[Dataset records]
- - -
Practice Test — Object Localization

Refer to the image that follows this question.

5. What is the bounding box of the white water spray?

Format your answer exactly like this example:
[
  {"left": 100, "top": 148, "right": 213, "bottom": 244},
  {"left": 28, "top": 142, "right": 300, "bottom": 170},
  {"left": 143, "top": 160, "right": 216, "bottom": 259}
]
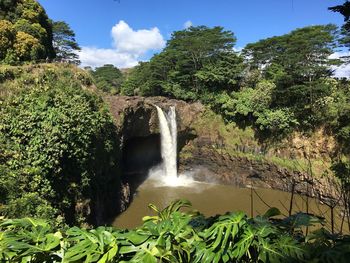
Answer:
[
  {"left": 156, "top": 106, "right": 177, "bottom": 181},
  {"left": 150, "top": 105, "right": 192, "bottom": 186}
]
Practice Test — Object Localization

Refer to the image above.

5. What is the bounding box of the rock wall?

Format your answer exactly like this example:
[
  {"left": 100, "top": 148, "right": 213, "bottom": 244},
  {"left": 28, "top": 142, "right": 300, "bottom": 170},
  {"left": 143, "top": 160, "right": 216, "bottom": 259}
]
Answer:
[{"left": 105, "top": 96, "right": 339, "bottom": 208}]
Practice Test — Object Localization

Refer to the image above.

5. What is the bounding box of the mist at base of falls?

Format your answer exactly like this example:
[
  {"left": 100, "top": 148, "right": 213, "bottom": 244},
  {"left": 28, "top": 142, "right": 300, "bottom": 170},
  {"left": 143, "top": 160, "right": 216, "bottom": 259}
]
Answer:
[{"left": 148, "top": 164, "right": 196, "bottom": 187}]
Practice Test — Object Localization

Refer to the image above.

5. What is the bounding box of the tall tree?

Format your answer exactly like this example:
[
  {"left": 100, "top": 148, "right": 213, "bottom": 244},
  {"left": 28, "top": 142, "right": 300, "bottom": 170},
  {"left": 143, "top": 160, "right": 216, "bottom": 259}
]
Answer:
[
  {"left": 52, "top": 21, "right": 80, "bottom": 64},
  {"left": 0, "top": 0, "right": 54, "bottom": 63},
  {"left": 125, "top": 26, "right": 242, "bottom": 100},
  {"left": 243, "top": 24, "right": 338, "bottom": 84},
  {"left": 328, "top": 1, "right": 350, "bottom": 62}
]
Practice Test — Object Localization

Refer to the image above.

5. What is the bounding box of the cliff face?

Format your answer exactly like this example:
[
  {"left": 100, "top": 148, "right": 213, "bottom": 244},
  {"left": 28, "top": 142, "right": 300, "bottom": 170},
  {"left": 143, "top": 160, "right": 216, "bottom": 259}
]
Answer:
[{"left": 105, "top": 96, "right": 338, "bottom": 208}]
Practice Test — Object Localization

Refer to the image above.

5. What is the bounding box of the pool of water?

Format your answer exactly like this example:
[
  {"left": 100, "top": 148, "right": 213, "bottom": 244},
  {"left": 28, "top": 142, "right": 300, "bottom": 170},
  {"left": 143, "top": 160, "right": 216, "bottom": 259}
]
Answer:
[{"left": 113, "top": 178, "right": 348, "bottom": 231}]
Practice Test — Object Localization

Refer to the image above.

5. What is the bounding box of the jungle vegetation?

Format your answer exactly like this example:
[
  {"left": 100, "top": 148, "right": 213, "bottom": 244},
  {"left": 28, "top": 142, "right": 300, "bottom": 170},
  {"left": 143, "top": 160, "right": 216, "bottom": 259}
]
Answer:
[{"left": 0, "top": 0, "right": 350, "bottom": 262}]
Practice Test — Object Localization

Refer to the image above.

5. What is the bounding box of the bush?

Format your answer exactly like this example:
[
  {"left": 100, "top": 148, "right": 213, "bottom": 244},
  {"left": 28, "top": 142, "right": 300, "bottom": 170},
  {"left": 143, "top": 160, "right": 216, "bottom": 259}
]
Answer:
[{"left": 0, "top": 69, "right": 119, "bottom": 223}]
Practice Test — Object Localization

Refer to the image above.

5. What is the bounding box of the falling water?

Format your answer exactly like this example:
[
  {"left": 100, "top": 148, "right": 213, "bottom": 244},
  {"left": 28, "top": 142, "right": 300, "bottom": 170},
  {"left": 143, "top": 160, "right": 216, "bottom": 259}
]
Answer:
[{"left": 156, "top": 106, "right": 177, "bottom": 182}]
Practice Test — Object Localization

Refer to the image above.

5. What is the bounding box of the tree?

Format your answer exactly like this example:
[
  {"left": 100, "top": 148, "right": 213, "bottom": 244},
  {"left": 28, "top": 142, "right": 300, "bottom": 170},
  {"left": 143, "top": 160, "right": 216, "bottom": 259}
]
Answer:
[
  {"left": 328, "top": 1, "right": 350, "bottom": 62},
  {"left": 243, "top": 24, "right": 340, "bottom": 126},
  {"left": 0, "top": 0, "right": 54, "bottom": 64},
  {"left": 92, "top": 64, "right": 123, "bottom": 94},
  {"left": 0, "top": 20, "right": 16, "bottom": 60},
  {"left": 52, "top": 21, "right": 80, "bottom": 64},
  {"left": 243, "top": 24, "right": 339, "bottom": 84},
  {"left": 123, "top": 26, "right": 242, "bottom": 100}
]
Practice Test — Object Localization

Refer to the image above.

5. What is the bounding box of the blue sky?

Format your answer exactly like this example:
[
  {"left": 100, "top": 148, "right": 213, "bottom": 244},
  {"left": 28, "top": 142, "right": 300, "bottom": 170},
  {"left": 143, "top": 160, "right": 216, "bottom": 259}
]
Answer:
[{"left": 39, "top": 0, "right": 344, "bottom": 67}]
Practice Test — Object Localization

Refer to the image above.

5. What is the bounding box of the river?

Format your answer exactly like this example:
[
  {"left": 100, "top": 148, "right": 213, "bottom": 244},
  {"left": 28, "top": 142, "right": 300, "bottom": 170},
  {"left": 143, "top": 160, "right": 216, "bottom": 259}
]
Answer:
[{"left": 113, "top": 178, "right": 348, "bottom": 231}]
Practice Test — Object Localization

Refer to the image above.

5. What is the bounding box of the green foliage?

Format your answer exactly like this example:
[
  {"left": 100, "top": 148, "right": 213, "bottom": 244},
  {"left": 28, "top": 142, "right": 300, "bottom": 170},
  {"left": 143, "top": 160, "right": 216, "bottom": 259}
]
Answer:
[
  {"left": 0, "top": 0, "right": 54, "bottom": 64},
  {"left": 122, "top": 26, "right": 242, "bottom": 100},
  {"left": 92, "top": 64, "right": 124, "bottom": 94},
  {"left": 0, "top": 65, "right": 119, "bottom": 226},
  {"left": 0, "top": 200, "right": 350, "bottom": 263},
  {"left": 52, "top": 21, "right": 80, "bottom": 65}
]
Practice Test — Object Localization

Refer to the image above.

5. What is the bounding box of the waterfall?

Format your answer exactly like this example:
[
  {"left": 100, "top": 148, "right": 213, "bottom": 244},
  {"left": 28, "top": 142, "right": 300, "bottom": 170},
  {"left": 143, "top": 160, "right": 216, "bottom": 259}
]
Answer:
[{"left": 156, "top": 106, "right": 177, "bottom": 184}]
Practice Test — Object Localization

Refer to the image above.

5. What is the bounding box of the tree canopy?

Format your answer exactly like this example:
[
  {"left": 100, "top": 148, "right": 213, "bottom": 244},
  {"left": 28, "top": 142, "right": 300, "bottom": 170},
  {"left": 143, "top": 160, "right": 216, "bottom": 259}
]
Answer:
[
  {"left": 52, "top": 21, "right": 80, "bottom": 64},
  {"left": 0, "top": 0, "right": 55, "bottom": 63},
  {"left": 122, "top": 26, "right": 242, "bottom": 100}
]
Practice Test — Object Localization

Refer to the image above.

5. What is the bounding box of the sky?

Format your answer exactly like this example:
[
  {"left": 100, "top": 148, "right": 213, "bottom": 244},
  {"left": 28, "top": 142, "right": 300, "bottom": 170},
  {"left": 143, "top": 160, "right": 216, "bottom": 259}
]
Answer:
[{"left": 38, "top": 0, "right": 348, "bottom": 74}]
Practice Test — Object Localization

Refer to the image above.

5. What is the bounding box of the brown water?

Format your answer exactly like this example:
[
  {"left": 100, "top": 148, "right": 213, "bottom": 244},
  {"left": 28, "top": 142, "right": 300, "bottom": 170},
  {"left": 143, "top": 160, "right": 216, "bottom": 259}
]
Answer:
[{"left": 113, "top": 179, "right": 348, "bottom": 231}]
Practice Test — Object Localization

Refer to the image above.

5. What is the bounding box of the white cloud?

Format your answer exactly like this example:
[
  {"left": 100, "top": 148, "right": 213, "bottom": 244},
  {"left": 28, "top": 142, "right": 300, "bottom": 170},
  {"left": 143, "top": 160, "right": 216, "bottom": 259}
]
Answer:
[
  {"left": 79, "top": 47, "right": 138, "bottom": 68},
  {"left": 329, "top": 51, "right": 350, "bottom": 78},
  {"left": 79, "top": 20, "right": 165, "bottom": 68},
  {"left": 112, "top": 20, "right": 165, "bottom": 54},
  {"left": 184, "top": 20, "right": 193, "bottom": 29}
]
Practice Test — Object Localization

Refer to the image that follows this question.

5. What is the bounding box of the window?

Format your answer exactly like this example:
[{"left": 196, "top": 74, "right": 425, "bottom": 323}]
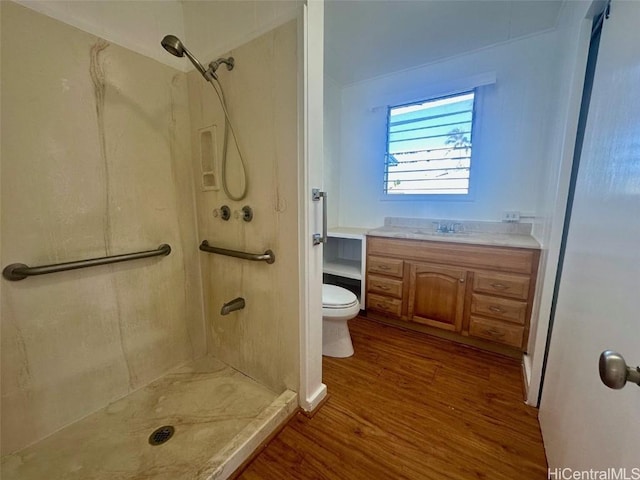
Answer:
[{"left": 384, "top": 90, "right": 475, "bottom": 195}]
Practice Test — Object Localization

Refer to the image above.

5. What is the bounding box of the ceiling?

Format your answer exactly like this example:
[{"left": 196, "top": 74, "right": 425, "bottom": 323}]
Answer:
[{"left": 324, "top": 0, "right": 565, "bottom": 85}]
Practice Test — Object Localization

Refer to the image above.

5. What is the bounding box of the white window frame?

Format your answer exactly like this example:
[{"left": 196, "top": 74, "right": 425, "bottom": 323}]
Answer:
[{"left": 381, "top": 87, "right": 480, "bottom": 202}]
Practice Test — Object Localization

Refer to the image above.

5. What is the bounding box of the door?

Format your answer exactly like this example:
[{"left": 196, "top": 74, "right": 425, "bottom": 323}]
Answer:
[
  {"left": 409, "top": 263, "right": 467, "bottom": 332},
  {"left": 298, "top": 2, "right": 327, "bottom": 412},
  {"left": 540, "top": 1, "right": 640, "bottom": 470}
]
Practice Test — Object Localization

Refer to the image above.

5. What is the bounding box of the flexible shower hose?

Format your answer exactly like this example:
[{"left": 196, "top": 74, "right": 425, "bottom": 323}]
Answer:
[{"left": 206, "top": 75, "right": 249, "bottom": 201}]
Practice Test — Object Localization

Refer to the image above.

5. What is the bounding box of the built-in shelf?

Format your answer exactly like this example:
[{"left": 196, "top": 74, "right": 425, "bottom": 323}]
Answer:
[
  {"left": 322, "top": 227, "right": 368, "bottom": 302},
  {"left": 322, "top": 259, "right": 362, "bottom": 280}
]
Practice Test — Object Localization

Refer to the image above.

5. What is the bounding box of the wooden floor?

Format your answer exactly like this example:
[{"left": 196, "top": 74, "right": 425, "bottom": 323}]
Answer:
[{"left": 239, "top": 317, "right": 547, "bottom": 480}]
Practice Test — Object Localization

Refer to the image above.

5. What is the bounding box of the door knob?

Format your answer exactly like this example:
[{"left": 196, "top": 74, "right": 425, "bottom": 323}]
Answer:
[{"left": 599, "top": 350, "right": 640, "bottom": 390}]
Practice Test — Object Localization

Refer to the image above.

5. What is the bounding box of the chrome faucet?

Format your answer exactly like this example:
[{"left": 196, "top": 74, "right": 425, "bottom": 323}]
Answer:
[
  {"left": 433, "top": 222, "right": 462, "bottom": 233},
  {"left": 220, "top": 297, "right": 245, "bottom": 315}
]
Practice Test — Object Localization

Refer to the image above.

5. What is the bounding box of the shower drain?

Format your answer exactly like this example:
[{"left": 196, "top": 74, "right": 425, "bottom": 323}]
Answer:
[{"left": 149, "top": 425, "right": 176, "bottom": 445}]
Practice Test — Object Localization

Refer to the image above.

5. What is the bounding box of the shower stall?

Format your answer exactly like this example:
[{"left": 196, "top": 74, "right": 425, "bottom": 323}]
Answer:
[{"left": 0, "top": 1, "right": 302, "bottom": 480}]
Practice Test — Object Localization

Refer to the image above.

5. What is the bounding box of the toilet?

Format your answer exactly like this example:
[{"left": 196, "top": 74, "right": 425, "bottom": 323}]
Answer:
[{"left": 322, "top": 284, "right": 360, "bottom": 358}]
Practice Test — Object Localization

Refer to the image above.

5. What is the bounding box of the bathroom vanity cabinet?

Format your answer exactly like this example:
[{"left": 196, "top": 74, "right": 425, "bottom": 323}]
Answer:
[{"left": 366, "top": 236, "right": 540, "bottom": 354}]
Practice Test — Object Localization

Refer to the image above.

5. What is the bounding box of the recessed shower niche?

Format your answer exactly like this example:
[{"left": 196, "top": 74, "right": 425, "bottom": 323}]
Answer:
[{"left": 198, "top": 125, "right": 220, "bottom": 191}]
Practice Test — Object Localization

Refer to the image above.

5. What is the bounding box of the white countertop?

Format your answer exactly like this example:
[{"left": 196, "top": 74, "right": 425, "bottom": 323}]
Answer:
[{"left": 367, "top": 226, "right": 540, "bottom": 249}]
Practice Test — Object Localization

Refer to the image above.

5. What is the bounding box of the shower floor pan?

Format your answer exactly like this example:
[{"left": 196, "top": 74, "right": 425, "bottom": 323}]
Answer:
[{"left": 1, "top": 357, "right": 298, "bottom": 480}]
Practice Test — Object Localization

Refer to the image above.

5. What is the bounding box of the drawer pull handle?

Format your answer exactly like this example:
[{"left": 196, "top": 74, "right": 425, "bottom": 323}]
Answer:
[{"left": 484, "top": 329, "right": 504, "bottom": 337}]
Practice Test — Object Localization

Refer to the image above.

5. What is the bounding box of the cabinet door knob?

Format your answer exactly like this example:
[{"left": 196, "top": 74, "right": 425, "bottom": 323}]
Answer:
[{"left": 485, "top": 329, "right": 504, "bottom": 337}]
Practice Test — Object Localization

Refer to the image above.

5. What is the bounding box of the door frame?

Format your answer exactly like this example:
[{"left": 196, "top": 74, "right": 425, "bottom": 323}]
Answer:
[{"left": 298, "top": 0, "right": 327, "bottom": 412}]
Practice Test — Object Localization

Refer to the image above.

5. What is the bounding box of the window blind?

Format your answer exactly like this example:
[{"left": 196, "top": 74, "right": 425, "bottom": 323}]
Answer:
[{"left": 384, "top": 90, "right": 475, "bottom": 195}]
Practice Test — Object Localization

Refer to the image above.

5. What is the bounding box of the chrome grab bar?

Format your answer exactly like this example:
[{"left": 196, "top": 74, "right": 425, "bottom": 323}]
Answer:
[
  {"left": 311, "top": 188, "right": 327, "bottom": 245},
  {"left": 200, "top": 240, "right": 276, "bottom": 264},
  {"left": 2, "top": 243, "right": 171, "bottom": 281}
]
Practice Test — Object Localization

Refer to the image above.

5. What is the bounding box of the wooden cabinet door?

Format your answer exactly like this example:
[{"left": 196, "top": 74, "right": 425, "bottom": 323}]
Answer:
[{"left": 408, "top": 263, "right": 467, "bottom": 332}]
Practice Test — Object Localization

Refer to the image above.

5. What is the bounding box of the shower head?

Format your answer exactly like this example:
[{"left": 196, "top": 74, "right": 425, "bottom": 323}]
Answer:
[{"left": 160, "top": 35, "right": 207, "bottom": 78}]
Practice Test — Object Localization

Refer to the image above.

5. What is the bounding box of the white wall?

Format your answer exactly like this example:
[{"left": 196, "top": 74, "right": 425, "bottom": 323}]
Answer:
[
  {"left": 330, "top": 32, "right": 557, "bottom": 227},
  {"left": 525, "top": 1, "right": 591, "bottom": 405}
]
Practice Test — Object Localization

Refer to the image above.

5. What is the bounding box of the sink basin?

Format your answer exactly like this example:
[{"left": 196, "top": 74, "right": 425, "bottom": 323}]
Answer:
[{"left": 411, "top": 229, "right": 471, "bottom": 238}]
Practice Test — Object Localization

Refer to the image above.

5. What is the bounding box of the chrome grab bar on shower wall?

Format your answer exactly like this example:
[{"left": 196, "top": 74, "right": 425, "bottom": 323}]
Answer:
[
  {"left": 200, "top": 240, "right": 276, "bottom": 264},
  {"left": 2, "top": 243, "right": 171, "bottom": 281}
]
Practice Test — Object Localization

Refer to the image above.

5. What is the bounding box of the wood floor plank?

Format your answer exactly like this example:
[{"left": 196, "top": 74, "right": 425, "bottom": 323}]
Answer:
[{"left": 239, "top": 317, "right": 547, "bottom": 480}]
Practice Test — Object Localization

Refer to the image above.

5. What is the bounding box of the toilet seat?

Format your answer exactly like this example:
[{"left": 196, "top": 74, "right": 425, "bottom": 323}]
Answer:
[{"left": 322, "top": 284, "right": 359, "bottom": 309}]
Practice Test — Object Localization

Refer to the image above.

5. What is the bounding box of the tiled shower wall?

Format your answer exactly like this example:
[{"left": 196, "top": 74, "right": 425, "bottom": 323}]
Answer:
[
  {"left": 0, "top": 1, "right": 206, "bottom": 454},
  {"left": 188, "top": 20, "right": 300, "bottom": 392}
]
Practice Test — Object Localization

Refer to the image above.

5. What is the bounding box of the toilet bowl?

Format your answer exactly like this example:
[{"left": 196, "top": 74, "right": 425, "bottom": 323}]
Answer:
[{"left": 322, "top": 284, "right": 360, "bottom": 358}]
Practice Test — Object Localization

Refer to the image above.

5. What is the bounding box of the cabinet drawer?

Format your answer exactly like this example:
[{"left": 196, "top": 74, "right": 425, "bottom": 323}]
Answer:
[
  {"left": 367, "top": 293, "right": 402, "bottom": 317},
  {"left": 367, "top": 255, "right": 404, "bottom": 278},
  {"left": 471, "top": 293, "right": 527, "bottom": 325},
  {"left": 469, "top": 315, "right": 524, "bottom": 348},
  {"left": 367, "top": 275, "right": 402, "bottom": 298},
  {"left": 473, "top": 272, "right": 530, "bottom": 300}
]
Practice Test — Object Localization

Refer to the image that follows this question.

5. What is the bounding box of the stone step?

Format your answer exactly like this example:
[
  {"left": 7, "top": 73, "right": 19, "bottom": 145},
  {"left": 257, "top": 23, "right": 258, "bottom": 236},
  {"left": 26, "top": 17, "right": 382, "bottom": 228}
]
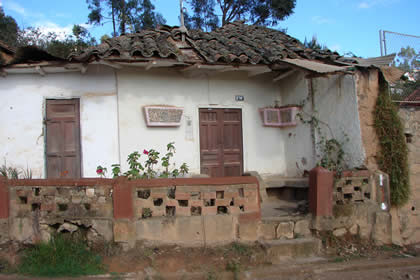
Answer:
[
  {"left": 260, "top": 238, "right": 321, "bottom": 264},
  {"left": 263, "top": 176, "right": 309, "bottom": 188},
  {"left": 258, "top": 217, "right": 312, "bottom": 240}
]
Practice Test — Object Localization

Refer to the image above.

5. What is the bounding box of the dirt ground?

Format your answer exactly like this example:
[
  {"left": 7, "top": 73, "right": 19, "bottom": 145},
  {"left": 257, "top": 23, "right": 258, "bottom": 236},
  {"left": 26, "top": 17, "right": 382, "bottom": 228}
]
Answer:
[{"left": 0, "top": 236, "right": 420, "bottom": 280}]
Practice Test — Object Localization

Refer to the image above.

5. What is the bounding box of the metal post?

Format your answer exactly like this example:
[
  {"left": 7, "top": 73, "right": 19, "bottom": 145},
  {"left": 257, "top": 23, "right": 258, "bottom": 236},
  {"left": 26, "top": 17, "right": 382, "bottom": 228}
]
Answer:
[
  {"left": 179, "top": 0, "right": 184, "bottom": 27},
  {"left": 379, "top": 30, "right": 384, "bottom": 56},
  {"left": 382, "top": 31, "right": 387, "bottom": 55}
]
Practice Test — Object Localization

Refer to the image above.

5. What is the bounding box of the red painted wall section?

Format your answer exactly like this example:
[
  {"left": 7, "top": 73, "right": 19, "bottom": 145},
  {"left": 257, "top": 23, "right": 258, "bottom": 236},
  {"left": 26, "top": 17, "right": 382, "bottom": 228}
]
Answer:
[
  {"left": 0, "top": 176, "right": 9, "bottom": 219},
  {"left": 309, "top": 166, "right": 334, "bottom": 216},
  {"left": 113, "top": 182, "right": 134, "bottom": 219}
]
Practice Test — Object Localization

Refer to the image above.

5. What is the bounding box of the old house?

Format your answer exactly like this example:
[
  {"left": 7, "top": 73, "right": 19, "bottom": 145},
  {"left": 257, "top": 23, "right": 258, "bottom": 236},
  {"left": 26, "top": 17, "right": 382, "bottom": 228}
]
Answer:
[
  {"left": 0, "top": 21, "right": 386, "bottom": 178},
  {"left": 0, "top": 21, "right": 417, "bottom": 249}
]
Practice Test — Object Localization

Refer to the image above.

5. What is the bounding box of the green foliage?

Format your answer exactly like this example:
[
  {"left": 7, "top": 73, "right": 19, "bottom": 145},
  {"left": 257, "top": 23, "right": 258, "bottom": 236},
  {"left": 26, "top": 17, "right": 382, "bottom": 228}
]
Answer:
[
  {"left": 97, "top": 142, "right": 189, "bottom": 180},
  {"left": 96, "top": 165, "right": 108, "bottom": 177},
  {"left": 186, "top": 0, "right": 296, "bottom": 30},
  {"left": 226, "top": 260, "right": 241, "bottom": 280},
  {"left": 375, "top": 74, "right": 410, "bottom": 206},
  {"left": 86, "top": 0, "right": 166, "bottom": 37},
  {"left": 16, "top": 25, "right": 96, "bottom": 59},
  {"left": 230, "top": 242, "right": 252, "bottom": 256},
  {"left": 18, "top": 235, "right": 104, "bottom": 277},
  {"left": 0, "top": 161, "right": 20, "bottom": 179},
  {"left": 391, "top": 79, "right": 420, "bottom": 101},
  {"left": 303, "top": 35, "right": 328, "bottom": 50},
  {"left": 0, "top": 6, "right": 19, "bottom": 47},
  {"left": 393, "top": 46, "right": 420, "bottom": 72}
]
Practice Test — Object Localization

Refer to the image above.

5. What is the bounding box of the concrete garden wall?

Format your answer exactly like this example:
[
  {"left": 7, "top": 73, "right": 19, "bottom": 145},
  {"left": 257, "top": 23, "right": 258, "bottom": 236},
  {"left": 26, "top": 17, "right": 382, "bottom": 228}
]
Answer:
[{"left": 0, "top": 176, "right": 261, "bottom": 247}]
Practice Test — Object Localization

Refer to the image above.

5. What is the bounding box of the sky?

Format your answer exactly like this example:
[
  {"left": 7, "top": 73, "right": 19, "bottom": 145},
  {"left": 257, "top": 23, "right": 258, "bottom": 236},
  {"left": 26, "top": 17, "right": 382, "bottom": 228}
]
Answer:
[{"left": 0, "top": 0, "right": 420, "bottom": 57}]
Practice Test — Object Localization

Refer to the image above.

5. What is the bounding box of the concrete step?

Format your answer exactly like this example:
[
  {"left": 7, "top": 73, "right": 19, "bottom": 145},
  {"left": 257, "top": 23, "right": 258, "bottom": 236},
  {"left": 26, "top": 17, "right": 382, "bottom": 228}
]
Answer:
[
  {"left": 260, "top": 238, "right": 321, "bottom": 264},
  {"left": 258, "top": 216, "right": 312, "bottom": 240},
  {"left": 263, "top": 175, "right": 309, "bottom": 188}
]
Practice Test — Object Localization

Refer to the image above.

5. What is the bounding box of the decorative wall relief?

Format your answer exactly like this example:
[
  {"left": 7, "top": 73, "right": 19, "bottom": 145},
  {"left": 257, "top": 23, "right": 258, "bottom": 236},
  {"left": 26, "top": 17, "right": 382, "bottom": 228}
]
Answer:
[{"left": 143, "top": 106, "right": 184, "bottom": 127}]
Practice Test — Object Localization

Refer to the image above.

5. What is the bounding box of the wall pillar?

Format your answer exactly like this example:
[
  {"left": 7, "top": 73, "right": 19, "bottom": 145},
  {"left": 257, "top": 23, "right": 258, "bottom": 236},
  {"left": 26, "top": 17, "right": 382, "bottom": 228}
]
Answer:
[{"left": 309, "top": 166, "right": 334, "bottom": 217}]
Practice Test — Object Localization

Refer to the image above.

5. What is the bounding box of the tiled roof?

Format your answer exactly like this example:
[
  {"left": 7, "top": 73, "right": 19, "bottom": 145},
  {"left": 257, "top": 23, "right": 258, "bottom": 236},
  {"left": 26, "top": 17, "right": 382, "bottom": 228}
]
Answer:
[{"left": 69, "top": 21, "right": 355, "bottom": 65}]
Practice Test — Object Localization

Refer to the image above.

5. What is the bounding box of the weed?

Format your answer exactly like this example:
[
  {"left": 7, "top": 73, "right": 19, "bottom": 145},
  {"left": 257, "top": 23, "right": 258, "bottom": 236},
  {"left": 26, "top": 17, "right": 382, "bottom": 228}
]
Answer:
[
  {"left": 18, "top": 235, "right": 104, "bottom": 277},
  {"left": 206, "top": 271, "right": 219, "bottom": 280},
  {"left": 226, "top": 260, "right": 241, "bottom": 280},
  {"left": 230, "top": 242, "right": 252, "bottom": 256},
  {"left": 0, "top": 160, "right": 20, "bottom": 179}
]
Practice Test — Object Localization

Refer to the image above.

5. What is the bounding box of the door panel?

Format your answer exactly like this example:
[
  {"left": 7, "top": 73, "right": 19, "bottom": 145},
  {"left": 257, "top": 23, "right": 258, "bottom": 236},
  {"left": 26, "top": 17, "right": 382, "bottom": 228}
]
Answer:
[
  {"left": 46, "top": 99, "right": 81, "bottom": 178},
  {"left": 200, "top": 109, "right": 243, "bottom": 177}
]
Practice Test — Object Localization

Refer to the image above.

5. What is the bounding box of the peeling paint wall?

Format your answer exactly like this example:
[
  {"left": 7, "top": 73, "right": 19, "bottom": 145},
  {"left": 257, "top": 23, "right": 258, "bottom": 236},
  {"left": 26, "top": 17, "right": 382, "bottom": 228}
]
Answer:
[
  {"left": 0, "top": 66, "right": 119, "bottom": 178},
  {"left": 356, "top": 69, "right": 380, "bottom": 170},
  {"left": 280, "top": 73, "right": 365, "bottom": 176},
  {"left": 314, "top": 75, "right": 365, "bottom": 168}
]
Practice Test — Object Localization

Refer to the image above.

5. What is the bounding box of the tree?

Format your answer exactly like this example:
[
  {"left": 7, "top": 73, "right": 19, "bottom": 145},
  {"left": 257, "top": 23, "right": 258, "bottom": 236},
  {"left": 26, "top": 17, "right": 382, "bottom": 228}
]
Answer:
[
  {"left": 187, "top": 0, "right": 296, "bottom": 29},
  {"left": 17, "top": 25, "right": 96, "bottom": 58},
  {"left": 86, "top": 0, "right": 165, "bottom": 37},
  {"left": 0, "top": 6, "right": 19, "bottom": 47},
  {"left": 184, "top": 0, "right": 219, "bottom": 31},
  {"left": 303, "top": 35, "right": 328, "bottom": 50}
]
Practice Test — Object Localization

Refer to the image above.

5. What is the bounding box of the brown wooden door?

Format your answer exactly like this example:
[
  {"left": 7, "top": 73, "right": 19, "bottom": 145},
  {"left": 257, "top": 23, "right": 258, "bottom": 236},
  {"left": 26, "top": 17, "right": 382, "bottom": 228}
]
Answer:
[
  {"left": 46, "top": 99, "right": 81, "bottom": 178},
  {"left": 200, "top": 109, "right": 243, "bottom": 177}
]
- - -
| Exercise |
Find every line in the rows above that contains the word "white" and copy each one out.

| Result for this task |
5. What is the bounding box of the white water spray?
5. What is the bounding box of the white cloud?
5. What is the bounding box of the white window frame?
5. What is the bounding box of the white countertop?
5. What is the bounding box of the white wall?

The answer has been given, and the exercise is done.